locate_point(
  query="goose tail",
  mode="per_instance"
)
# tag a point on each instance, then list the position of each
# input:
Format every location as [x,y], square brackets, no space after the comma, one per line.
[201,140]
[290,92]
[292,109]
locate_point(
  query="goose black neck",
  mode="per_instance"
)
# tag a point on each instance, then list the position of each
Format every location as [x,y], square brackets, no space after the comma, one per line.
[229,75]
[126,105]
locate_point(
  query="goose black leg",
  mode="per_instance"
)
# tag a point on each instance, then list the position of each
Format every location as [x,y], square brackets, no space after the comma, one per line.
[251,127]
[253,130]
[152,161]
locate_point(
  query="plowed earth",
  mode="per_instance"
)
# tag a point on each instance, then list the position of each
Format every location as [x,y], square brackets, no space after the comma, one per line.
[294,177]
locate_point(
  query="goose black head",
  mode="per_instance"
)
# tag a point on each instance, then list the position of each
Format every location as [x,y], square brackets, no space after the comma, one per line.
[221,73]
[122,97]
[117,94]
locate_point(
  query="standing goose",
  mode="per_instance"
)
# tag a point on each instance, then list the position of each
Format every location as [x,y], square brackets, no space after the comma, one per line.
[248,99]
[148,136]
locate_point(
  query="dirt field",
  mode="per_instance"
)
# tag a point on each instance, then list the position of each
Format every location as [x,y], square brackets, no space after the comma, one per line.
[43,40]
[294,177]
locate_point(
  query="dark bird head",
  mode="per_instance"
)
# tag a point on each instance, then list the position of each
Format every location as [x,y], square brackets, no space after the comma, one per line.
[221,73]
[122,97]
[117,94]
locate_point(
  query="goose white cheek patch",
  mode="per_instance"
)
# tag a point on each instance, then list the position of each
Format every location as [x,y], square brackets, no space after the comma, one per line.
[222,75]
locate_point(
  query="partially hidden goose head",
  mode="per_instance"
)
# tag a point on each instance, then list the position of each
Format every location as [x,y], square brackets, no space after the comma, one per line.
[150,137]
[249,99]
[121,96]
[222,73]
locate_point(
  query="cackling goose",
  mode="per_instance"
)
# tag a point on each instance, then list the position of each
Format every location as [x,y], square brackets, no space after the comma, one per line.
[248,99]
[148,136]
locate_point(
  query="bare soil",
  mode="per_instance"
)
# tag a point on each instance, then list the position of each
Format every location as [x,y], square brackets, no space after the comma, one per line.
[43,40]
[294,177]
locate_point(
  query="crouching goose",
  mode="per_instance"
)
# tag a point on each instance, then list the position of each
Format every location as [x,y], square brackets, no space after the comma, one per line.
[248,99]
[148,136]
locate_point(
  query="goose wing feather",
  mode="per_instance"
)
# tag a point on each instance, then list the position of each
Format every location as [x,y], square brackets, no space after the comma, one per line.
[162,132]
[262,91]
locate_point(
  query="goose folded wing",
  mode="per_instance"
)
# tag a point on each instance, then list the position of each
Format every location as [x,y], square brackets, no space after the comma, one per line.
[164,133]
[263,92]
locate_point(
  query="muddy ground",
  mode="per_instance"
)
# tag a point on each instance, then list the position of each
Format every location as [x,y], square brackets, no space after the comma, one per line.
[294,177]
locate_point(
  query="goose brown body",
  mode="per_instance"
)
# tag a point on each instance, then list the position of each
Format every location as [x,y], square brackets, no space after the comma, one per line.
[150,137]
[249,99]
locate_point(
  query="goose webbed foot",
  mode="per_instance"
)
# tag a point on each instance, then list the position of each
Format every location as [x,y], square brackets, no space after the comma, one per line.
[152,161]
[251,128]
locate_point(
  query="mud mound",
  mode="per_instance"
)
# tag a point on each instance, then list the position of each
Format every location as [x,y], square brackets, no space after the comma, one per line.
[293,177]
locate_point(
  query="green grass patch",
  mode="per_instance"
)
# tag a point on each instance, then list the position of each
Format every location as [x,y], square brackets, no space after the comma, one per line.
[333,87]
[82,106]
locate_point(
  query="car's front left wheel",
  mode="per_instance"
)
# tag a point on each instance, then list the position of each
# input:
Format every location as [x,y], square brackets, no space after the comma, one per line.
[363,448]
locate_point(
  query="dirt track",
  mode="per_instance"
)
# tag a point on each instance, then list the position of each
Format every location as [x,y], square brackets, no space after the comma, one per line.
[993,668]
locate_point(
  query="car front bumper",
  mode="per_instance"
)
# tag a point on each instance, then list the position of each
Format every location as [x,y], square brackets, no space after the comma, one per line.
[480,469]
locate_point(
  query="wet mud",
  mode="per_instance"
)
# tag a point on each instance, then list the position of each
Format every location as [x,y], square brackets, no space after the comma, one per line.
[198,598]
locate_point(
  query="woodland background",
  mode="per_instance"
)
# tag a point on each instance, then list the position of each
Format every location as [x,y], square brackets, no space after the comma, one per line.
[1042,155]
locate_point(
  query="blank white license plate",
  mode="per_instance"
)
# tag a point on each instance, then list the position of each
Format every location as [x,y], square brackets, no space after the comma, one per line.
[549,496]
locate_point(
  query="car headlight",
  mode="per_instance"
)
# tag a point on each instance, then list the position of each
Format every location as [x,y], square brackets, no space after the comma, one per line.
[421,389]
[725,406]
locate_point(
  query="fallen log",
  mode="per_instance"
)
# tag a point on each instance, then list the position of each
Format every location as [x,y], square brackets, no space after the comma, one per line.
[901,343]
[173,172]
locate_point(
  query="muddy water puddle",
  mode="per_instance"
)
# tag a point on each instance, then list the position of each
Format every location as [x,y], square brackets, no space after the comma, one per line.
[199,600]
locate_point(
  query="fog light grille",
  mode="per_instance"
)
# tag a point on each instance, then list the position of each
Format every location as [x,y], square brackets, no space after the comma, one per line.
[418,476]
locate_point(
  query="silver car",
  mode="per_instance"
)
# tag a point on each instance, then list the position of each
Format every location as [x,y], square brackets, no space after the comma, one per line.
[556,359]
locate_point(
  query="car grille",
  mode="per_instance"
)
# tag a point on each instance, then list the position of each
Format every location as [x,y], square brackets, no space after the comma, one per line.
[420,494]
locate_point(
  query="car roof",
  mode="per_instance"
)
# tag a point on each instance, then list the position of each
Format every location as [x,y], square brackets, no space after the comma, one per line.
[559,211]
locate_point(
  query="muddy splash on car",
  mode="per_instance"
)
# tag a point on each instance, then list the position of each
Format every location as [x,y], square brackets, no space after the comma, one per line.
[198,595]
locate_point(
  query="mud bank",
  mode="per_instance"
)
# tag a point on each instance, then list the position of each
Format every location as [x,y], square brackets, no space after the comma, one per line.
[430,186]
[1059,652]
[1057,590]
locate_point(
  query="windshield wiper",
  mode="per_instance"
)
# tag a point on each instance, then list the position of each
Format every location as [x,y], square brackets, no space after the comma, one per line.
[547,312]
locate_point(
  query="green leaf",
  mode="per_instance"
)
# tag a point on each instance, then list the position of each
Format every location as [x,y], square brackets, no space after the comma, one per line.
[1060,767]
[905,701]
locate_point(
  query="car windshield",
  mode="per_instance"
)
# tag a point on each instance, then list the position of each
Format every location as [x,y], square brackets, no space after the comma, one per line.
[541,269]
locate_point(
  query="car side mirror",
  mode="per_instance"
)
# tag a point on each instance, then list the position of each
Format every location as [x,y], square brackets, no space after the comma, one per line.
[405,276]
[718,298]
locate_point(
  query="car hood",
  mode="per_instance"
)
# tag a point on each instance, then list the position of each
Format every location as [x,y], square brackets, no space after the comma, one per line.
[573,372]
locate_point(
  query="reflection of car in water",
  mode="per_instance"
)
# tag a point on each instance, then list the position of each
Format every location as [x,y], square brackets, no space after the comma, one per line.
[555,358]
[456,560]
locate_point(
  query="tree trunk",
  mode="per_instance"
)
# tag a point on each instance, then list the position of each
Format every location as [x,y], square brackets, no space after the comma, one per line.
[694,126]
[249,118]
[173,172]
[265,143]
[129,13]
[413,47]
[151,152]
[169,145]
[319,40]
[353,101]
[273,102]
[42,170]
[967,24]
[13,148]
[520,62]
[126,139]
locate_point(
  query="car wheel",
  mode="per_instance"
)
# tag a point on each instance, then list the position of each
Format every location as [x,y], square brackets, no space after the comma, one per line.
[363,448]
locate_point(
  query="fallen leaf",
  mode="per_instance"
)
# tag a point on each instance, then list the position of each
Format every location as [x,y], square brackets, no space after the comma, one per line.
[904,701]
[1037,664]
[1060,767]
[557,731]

===

▸ **Problem description**
Find each line above that contains the word "patch", and copy those lines in full.

▸ **Right answer**
  query="goose white cheek patch",
  query="green grass patch",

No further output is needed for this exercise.